Description of the task
Rewrite all of the lines that follow with every occurrence of "bounding box" changed to "enclosing rectangle" and all other text left unchanged. Omit the pictures from your reply.

Task material
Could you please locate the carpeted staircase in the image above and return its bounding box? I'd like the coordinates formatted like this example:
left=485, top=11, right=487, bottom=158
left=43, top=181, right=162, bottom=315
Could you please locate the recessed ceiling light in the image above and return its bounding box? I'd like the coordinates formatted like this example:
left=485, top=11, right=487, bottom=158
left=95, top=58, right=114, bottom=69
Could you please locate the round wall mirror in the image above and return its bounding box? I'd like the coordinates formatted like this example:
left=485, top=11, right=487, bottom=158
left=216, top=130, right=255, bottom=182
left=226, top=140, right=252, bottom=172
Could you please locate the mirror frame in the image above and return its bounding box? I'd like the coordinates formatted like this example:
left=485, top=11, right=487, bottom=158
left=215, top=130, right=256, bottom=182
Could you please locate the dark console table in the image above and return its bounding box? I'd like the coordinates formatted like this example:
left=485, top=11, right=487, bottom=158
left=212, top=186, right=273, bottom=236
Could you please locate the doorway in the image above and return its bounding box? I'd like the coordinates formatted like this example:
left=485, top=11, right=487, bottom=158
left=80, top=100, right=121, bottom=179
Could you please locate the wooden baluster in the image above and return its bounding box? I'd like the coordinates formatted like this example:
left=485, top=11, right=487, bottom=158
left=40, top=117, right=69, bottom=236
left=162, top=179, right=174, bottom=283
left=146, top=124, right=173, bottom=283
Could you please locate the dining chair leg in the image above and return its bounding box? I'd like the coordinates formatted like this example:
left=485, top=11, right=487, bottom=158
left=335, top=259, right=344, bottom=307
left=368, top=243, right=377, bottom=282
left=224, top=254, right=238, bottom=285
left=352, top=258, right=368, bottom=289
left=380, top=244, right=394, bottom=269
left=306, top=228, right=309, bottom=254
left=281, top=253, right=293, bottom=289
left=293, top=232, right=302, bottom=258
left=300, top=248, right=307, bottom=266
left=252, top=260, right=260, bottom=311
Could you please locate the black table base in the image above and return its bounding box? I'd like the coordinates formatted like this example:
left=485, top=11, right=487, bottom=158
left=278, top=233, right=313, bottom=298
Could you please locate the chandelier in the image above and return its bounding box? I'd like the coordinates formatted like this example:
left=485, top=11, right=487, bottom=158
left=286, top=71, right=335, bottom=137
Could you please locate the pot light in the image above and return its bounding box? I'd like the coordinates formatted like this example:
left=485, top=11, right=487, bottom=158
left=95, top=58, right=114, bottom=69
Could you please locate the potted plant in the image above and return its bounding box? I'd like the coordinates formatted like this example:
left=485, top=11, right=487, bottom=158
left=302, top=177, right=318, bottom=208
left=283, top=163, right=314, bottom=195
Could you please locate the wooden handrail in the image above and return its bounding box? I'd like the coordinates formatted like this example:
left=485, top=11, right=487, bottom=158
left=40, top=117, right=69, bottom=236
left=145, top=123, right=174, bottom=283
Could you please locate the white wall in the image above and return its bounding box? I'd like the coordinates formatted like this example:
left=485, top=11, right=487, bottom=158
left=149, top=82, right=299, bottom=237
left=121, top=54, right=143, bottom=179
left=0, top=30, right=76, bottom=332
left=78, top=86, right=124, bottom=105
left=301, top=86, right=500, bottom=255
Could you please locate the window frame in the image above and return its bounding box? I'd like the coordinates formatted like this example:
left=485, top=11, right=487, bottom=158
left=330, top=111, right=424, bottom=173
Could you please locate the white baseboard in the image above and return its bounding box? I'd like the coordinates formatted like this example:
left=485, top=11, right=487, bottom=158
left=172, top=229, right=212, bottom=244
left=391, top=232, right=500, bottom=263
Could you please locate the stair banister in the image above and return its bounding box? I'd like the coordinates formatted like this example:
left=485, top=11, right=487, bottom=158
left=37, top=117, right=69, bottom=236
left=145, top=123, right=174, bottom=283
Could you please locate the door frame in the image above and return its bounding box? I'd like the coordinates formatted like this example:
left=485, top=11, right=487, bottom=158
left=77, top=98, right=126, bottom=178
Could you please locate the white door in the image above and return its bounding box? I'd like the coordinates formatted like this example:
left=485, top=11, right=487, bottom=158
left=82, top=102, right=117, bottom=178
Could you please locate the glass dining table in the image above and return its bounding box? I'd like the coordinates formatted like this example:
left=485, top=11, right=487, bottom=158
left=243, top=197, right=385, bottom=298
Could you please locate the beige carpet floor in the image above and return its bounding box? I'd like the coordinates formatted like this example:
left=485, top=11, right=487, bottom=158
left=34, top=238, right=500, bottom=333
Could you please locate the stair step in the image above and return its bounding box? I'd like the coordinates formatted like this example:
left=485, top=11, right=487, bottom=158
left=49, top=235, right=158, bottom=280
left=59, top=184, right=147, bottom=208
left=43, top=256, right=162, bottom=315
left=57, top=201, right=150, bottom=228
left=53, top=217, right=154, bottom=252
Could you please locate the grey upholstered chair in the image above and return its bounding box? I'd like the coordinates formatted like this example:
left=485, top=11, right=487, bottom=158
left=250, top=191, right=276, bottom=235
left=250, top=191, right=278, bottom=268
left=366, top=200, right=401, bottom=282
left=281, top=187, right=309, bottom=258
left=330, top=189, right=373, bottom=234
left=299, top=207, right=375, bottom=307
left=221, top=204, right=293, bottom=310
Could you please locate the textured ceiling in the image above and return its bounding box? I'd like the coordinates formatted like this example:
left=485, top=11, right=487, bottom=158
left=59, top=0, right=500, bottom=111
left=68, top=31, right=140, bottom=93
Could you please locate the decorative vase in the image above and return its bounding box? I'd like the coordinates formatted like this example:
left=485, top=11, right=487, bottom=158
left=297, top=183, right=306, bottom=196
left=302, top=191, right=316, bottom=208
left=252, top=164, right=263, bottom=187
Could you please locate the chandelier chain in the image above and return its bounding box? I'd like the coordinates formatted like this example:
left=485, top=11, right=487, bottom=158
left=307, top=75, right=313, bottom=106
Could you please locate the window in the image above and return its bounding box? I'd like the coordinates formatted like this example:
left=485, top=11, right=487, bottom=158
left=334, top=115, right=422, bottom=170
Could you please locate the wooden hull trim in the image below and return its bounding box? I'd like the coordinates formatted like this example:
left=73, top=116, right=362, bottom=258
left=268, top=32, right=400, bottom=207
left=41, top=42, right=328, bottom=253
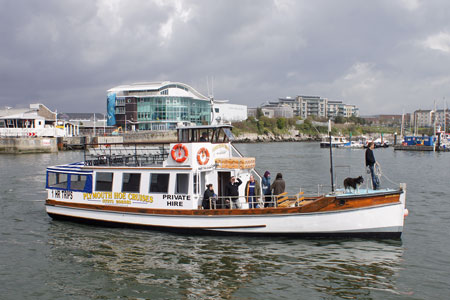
left=46, top=198, right=404, bottom=235
left=48, top=213, right=402, bottom=239
left=45, top=200, right=401, bottom=218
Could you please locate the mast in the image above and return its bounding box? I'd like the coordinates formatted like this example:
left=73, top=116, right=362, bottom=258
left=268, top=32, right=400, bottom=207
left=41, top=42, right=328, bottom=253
left=328, top=119, right=334, bottom=192
left=433, top=100, right=437, bottom=152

Output
Could you please locate the carpeted staircase in the image above and return its enclosing rectangle? I'd like the coordinates formatted like this example:
left=485, top=11, right=487, bottom=158
left=43, top=181, right=162, bottom=315
Could you please locate the recessed ceiling light in the image above and return its enclosing rectangle? I'd like the coordinates formatted like this example:
left=485, top=11, right=487, bottom=158
left=95, top=58, right=114, bottom=69
Could you please locate the round wall mirror in the image above and return its enclosing rectangle? I'd like the coordinates formatted like this example:
left=485, top=11, right=487, bottom=158
left=216, top=130, right=255, bottom=182
left=226, top=140, right=252, bottom=172
Could you please locate the mirror frame in the image above and return its enclosing rectangle? I'd like the coordinates formatted like this example:
left=485, top=11, right=487, bottom=158
left=215, top=130, right=256, bottom=182
Could you please locate the dark console table in the image above and return its enclosing rectangle? I'd like the coordinates formatted like this example:
left=485, top=11, right=487, bottom=158
left=212, top=186, right=273, bottom=236
Could you please locate the doorway in the image above and return its enclosing rectangle? I'd like the coordinates formatted like this example:
left=485, top=11, right=487, bottom=158
left=80, top=100, right=121, bottom=179
Could you please locate the wooden baluster in the image above and return its enclosing rectangle? I'd like the coordinates formatted like this example:
left=485, top=11, right=487, bottom=158
left=40, top=117, right=69, bottom=236
left=162, top=179, right=174, bottom=283
left=146, top=124, right=173, bottom=283
Could you please locate the dining chair leg in the image above and return its enclosing rectangle? I'd like the coordinates formatted like this example:
left=485, top=11, right=487, bottom=158
left=335, top=259, right=344, bottom=307
left=368, top=243, right=377, bottom=282
left=224, top=254, right=238, bottom=285
left=352, top=258, right=368, bottom=289
left=380, top=244, right=394, bottom=269
left=306, top=228, right=309, bottom=254
left=281, top=253, right=293, bottom=289
left=293, top=232, right=302, bottom=258
left=300, top=248, right=307, bottom=266
left=252, top=260, right=260, bottom=311
Could you please locate the black table base in the image above and return its enclosing rectangle? I'd like the coordinates formatted like this example:
left=485, top=11, right=487, bottom=158
left=278, top=233, right=313, bottom=298
Could you please locate the chandelier in the image above and return its enclosing rectangle? I'd like the coordinates formatted like this example:
left=485, top=11, right=487, bottom=158
left=286, top=71, right=335, bottom=137
Could you please locate the pot light in the image above and return its enclosing rectangle? I'd like the coordinates formatted like this example:
left=485, top=11, right=487, bottom=158
left=95, top=58, right=114, bottom=69
Could you please locate the potted plant in the image above and return its enclosing rectangle? I'd like the coordinates formatted like this example:
left=485, top=11, right=487, bottom=158
left=302, top=177, right=318, bottom=208
left=283, top=163, right=314, bottom=195
Could you please locate the wooden handrail in the image above and return its enclosing rectangle? I'd like the coordinates formatted like this example:
left=485, top=11, right=487, bottom=158
left=40, top=117, right=69, bottom=236
left=145, top=123, right=174, bottom=283
Could you please locate the white wall in the image above and return its enclosing rectangle? I'd like the coordinates formatted like this example:
left=485, top=11, right=487, bottom=158
left=149, top=82, right=299, bottom=237
left=121, top=54, right=143, bottom=179
left=0, top=30, right=76, bottom=332
left=78, top=86, right=124, bottom=105
left=301, top=86, right=500, bottom=255
Could you please locate the window frame in the image above and return its enclosing rectangle? I'd like the coordinates formatted like this example:
left=485, top=11, right=487, bottom=158
left=330, top=111, right=424, bottom=173
Could you please locate the white baseboard in the image above and return its enclosing rectangle? I'd like the coordinates formatted like this example:
left=485, top=11, right=487, bottom=158
left=172, top=229, right=212, bottom=244
left=391, top=232, right=500, bottom=263
Could you please locate the stair banister in the image above and return its enclosing rectangle? I'd like the coordinates formatted like this example:
left=485, top=11, right=487, bottom=158
left=37, top=117, right=69, bottom=236
left=145, top=123, right=174, bottom=283
Could you please locate the door frame in the image above and return its enclosing rectangle? I'd like the coordinates formatted like this example:
left=485, top=11, right=487, bottom=158
left=77, top=98, right=126, bottom=178
Could you please locate the white door in the image above and return its enclosing rectangle? I'd like the coordinates formatted like this example:
left=485, top=11, right=487, bottom=158
left=82, top=102, right=117, bottom=178
Could you please locate the glass dining table in the image above and return its enclosing rectangle? I'd like the coordinates formatted like this example:
left=485, top=11, right=487, bottom=158
left=243, top=197, right=385, bottom=298
Could you please locate the beige carpet floor in the image above and return its enclosing rectangle? I'd like the coordinates formatted like this example:
left=485, top=11, right=487, bottom=158
left=34, top=238, right=500, bottom=333
Could you please locate the stair step in the image above and return its enclosing rectangle? I'd like the coordinates formatted like this example:
left=485, top=11, right=487, bottom=158
left=49, top=235, right=158, bottom=280
left=59, top=184, right=147, bottom=208
left=43, top=256, right=162, bottom=315
left=57, top=201, right=150, bottom=228
left=53, top=217, right=154, bottom=252
Could you please locate the grey upholstered chair in the image above and return its enclosing rectangle? I'd like the coordinates formatted like this example:
left=485, top=11, right=487, bottom=158
left=250, top=191, right=276, bottom=235
left=250, top=191, right=278, bottom=268
left=366, top=200, right=401, bottom=282
left=281, top=187, right=309, bottom=258
left=330, top=189, right=373, bottom=234
left=299, top=207, right=375, bottom=307
left=221, top=204, right=293, bottom=310
Could you please locate the textured ceiling in the image above and return its enclosing rectangle? I'd like the coordinates formatted like this example:
left=485, top=11, right=487, bottom=158
left=59, top=0, right=500, bottom=111
left=68, top=31, right=140, bottom=93
Could you please locate the decorative vase in the image above and return its enclosing rectangle? I'd like the coordinates formatted like this example:
left=485, top=11, right=487, bottom=158
left=297, top=183, right=306, bottom=196
left=302, top=191, right=316, bottom=208
left=252, top=164, right=263, bottom=187
Could you please locate the chandelier chain in the image above and return its enclosing rectangle? I'd like the coordinates formatted like this example:
left=485, top=11, right=487, bottom=158
left=307, top=75, right=313, bottom=106
Could you please locate the window in the image above and return its enclosing rectangle? I'd like the coordinates formatted like this example:
left=485, top=11, right=487, bottom=158
left=334, top=115, right=422, bottom=170
Could you please locate the wooden hull trim in the image below and return its enclosing rectangle? I'd like the coordinates formatted like this example:
left=73, top=116, right=362, bottom=258
left=268, top=32, right=400, bottom=207
left=41, top=42, right=328, bottom=253
left=46, top=198, right=404, bottom=235
left=48, top=213, right=402, bottom=239
left=45, top=200, right=401, bottom=218
Could you please locate the mast in the image above and return its enclosing rectangle? I'd like the coordinates formatted like this example:
left=73, top=116, right=362, bottom=258
left=268, top=32, right=400, bottom=207
left=41, top=42, right=328, bottom=253
left=328, top=119, right=334, bottom=192
left=433, top=100, right=437, bottom=152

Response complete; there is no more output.